• _Directions for this task_
Extract every line of the listing below and reproduce each one verbatim, in its original order.

A data block
— BEGIN —
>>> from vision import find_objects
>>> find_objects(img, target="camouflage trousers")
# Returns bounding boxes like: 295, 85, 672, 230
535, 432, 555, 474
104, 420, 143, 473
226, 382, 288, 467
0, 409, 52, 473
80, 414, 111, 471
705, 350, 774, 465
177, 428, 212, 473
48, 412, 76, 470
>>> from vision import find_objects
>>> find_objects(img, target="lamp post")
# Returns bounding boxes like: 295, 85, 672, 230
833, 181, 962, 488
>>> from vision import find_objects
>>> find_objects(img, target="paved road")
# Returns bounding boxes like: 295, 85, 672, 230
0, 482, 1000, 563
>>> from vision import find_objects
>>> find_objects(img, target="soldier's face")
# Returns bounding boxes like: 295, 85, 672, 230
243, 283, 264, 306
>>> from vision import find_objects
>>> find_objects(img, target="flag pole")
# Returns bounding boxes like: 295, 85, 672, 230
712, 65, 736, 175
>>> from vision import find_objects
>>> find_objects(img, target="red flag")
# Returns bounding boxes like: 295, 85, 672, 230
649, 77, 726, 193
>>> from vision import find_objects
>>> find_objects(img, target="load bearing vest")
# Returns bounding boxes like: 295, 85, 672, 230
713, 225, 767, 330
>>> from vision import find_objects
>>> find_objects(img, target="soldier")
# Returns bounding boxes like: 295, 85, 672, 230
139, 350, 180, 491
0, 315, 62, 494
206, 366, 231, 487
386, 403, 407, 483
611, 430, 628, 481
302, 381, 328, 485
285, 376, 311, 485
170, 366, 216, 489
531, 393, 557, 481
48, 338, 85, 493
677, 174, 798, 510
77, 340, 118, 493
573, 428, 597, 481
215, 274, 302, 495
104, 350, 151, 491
— END —
• _Result_
>>> from vision import find_objects
>>> find_objects(img, target="camouflage trousers")
# Returns bounding boxes like: 295, 85, 672, 230
535, 432, 555, 474
104, 420, 143, 473
226, 382, 288, 467
0, 409, 52, 473
80, 414, 111, 471
705, 350, 774, 465
177, 428, 212, 473
48, 412, 76, 470
>>> from vision import find_objects
>>> find_objects(img, target="lamp post")
# Returns bounding boxes like: 295, 85, 672, 230
833, 181, 962, 488
>>> from vision import find_objects
>>> find_objects(img, target="paved road")
# Returns bounding boxes like: 295, 85, 672, 230
0, 482, 1000, 563
>>> from vision import find_objects
>>> find_objects(img, target="soldier's face")
# Returns bounding boxes like: 295, 85, 672, 230
243, 283, 264, 306
>>> from vision import find_objects
>>> find_objects(img, target="flag pole")
# Returns bounding boxes like: 295, 85, 672, 230
712, 65, 736, 175
>>> from vision import find_objects
>>> find_objects(img, target="red flag")
# Returns bounding boxes like: 295, 85, 672, 230
649, 77, 726, 193
>>> from vision import find_objects
>>> find_objects(img, target="load bearing vest")
# Returns bounding boxes like: 295, 85, 672, 230
713, 225, 767, 330
>>> from vision import find_objects
>>> find_objects(img, target="soldier")
# Returns bounding boxes like: 295, 85, 672, 230
139, 350, 180, 491
0, 315, 62, 494
206, 366, 231, 487
386, 403, 407, 483
611, 430, 628, 481
302, 381, 328, 485
285, 376, 311, 485
170, 366, 216, 489
531, 393, 557, 481
48, 338, 85, 493
677, 174, 798, 510
77, 340, 118, 493
573, 428, 597, 481
215, 274, 302, 495
104, 350, 151, 491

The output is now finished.